**QUOTED PASSAGE**
════════
Suspect pins police on theft of UTL cables

Wednesday January 15 2020

Suspects. Mr Ibrahim Katabirwa (left) and his

Suspects. Mr Ibrahim Katabirwa (left) and his co-accused appear before the Specialised Utilities Wildlife and Standards Court in Kampala yesterday. Photo by Betty Ndagire 


One of four suspects accused of stealing Uganda Telecom Limited (UTL) copper cables stunned court yesterday when he revealed that police officers were part of the deal.

Mr Ibrahim Katabirwa, one of the accused in the theft of UTL copper cables valued at Shs33m, revealed how police officers would protect suspects at night as they dug UTL cables.

He said this while defending himself before Specialised Utilities Wildlife and Standards Court in Kampala.
Mr Katabirwa also told court that he was the driver of the Fuso vehicle used in the theft of the copper cables.

The cables were excavated from Wandegeya, a city suburb, at 3am on October 19, 2018.
The suspect, however, told court that it never occurred to him that it was an illegal activity because, a police patrol was giving them security.

Other suspects are Mr Fredrick Mwambu, 34, Mr Bernard Wetaka, 24, a chapatti vendor, Mr Stephen Andrew Onyangai, 33, a police officer at Wandegeya and Mr Abdallah Latif Mugabi, 36, a businessman.

Mr Katabirwa said Mr Mugabi was his boss and he used to drive his car.
He said Mr Mugabi had told him that he was working with UTL as one of the managers. This, he said made him more comfortable to drive the cables at night.


Police involvement
Mr Katabirwa also told court that before they dug up the cables, Mr Mugabi rang a police officer only identified as Mr Odupa, who assigned another police officer called Owele, a police patrol car driver at Old Kampala to drive to the site.
He said they used to deal with another officer called Mr Mutenyi attached to the Central Police Station in Kampala.

The suspect also explained that Mr Mugabi participated in a number of “dubious activities,” including buying cement meant for construction of Entebbe Expressway from porters for the construction of his house. That he also engaged in vandalising a bridge and a hospital in Jinja.
He added that Mr Mugabi also went to Kigumba, a town in Kiryandongo District and bought some cables meant for Karuma Hydropower Project from soldiers guarding the place.
════════
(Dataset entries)
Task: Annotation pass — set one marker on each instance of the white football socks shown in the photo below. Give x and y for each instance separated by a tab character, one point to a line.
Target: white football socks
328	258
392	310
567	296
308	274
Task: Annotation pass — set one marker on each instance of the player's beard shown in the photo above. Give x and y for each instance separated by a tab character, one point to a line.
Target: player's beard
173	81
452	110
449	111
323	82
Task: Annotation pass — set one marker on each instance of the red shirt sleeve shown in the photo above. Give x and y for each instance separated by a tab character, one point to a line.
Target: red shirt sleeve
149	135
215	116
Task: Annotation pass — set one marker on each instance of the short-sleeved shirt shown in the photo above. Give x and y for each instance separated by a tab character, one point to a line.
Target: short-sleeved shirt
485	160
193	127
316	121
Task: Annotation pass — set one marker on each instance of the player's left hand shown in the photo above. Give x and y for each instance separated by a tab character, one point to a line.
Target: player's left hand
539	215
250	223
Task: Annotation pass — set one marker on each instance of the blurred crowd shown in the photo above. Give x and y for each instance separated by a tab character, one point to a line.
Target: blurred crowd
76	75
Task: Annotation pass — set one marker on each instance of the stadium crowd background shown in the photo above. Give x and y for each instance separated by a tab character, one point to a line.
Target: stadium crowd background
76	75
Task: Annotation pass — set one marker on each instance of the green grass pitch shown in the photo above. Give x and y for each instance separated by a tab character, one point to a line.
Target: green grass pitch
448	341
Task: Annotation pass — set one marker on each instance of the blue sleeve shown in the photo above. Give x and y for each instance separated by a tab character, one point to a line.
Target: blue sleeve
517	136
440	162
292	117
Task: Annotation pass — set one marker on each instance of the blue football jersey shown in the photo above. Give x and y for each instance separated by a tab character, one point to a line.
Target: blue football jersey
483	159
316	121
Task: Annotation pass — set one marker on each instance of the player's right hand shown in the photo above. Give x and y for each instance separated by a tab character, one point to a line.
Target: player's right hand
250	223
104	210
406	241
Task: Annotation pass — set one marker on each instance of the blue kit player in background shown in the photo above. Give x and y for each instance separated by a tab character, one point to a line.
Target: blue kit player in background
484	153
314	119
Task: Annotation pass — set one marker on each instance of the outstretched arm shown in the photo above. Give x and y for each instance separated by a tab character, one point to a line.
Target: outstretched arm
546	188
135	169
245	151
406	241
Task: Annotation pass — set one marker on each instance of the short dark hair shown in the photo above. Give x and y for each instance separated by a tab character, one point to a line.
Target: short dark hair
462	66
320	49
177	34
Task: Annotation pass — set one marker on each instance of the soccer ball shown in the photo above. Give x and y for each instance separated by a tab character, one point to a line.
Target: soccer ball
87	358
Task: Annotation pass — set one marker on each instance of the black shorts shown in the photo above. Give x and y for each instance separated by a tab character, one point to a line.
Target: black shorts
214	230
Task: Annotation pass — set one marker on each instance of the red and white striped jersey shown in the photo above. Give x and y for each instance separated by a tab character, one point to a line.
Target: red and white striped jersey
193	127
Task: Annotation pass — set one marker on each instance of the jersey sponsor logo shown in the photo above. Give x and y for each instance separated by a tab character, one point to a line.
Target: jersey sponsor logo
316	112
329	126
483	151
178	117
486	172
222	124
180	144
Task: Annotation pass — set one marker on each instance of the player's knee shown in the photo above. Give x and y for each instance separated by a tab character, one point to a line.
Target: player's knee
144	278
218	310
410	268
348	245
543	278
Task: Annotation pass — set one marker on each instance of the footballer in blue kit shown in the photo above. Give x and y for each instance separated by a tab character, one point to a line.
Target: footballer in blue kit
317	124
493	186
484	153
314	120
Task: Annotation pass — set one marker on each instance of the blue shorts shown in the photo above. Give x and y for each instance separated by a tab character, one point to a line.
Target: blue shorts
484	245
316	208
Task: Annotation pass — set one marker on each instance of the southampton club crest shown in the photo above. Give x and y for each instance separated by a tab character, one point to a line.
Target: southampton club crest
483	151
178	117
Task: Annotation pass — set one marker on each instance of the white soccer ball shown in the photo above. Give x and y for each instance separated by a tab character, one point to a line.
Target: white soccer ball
════════
**REQUIRED WORK**
Write the next part of the news report on the UTL copper cable theft trial, starting after its final sentence. None of the listing is required.

**ANSWER BOX**
“Latif is a crook, at one time he dosed some people in Mpigi with chloroform, which made them unconscious and he stole their stocked car tyres,” Mr Katabirwa testified.
“He (Mugabi) used to sell [UTL] copper cables to one Peter in Kisenyi, a hub for mental works. This buyer would transport these cables to Kenya where he had ready market,” he added.

Upon listening to Mr Katabirwa’s testimony, the trial magistrate, Ms Marion Mangeni asked him why he did not put all that information in his statements.
Mr Katabirwa’ s reply stunned the presiding judge when he revealed that he gave all this information to the police officer who recorded his statement but Mr Mugabi paid him off to remove some information.

Mr Mugabi was in court but remained silent as his colleague narrated what happened during the mission.
Mr Wetaka, another suspect, asked court to pardon him. He narrated how he was dragged into the mess by his brother Mwambu who asked him to escort him to the site where the copper cables were going to be exhumed.
He said at the time of his arrest, he had spent only 17 days in Kampala.

The case

Prosecution contends that Mwambu, Katabirwa, Wetaka, Onyangai, Mugabi and others still at large on the night of October 19, 2018 at Wandegeya a city suburb, damaged, removed and tampered with approximately 250 metres of a 600- copper core- cables, belonging to UTL.
It alleged that the accused stole copper cables valued at Shs33m.